RECORDS FOR THIS EXERCISE =
┄┄┄┄┄┄┄┄┄┄┄┄┄┄┄┄┄┄┄┄

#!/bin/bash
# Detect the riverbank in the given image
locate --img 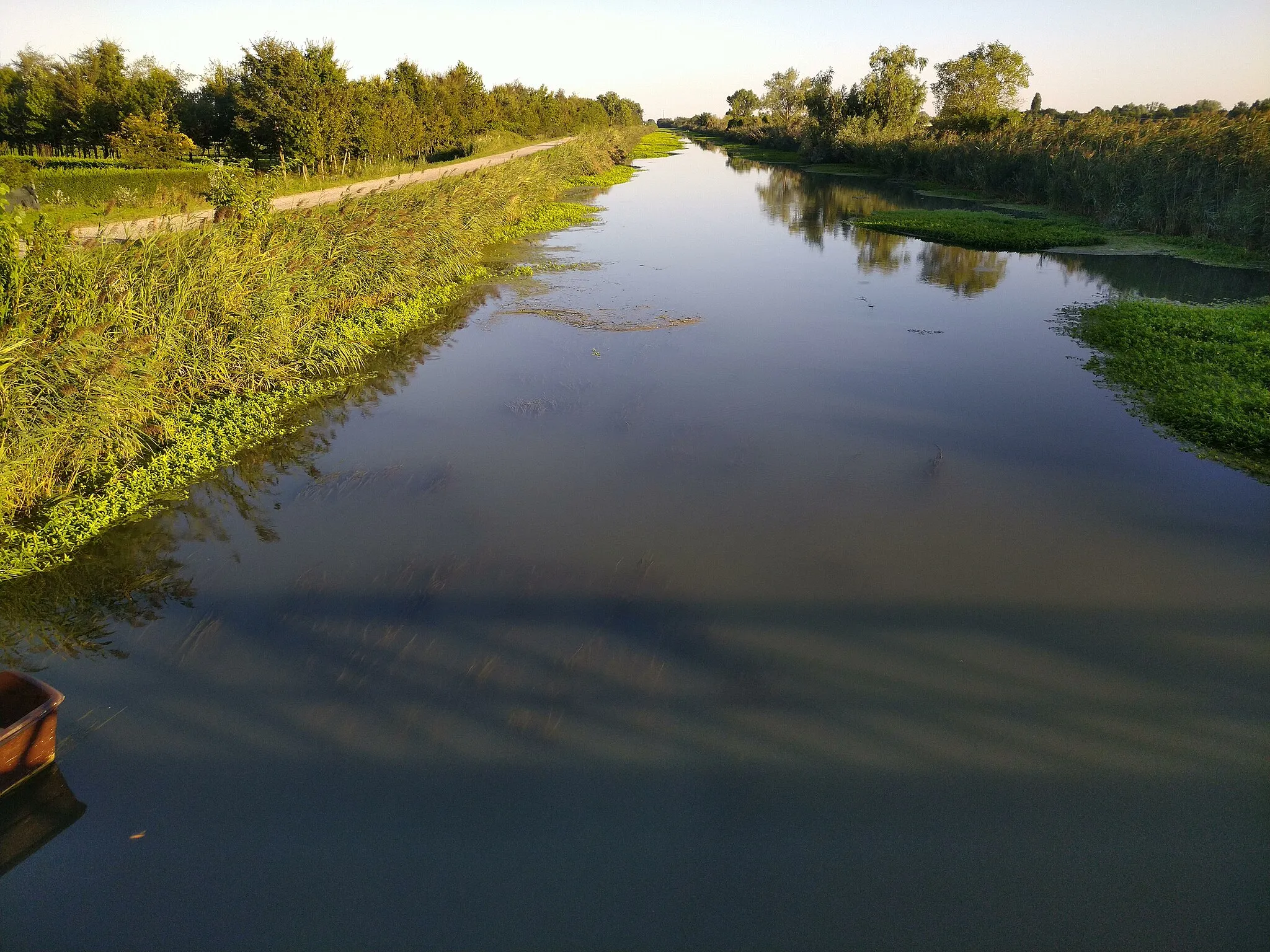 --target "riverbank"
[680,130,1270,270]
[0,128,645,579]
[63,138,571,241]
[1064,298,1270,482]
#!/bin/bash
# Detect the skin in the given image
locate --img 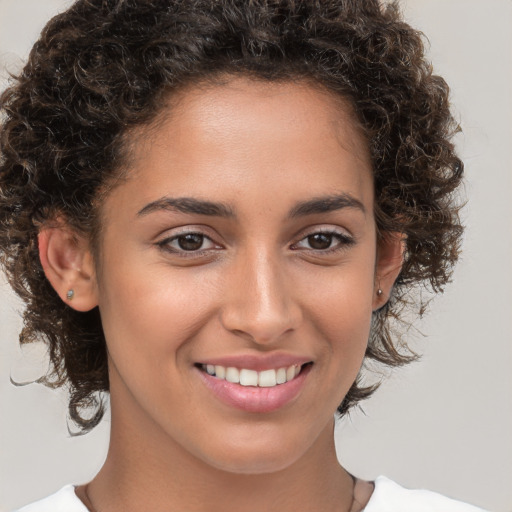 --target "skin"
[40,78,401,512]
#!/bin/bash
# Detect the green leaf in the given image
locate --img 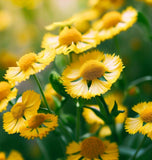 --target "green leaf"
[49,71,69,97]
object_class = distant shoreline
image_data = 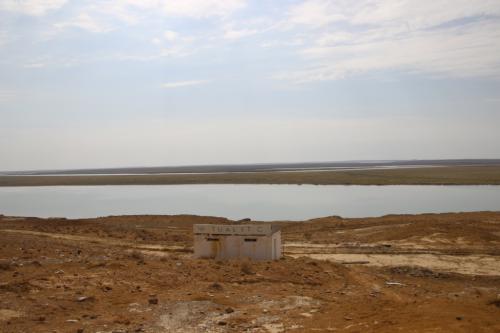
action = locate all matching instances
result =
[0,165,500,187]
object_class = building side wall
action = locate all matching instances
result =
[194,232,281,260]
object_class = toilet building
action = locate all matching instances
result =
[193,224,281,260]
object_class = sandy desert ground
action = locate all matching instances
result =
[0,212,500,333]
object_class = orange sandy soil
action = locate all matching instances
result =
[0,212,500,333]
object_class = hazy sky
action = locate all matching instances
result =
[0,0,500,170]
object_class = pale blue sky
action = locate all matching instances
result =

┄┄┄┄┄┄┄┄┄┄┄┄┄┄┄┄┄┄┄┄

SHORT PROBLEM =
Reproduce the rows verbatim, starting at the line that contains "object_class = toilet building" and ending with the final line of the rows.

RESULT OF THIS TASK =
object_class = toilet building
action = locate all matching instances
result =
[193,224,281,260]
object_class = sandy desert ground
action = locate all matching instances
result =
[0,212,500,333]
object_class = orange sandy soil
action = locate all matching instances
result =
[0,212,500,333]
object_class = hazy sky
action = locate all matching instances
result =
[0,0,500,170]
object_class = pale blue sky
action = locate all matching instances
result =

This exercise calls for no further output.